BEGIN EXCERPTED RECORDS
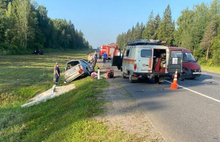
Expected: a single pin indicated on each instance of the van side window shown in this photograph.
(127, 52)
(146, 53)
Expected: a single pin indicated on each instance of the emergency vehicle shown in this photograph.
(109, 49)
(191, 69)
(149, 59)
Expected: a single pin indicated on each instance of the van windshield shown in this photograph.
(188, 57)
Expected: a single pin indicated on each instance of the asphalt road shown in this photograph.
(188, 114)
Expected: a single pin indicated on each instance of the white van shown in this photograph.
(149, 59)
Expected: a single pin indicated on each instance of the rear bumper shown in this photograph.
(150, 75)
(192, 73)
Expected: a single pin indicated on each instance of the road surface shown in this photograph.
(189, 114)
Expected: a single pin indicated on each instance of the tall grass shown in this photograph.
(65, 118)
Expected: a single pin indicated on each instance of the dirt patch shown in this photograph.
(123, 113)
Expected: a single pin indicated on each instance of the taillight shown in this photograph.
(135, 67)
(80, 71)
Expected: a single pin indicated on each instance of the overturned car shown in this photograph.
(77, 68)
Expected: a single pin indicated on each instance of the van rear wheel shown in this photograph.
(123, 75)
(132, 79)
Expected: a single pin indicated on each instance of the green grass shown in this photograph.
(65, 118)
(210, 68)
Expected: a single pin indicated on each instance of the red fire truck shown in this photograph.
END EXCERPTED RECORDS
* _ABOUT THIS TASK_:
Repeat the material above word for word but skip the images.

* _PROBLEM SOLUTION_:
Expected: a single pin indicated on each instance of the van side window shown in this photograph.
(127, 52)
(146, 53)
Expected: a single pin indicated on each instance of the emergency vehicle shown in this photograph.
(109, 49)
(191, 69)
(149, 59)
Expected: a single pin indicated on each instance of the van windshield shown in this photograph.
(188, 57)
Expected: a single pin indicated on each instance of the asphalt road shown in this photograph.
(188, 114)
Expected: a single pin indicated on each instance of the white van shown in this photograph.
(149, 59)
Expected: a single pin indicated on each instance of the rear bumper shown in this photograph.
(150, 75)
(192, 73)
Expected: a single pin indicated on each instance of the road surface shown in this photograph.
(189, 114)
Expected: a single pin indicated on each instance of the tall grass shown in this photograph.
(65, 118)
Expected: a single pin indicated on each instance of the dirt patch shown in this photograph.
(123, 113)
Expected: a single pin indicated on each instance of the taillight shown in this photograph.
(135, 67)
(80, 71)
Expected: a single pin indicated on each instance of the overturned car shown in this photograph.
(77, 68)
Expected: a single pin indicated on each instance of the van rear wheel shown in this photograph.
(123, 75)
(132, 79)
Expected: a single pin indicated on each instance of the green grass shown in this photograph.
(65, 118)
(210, 68)
Expected: a single pin indicated on each instance of the red fire truck shown in this photograph.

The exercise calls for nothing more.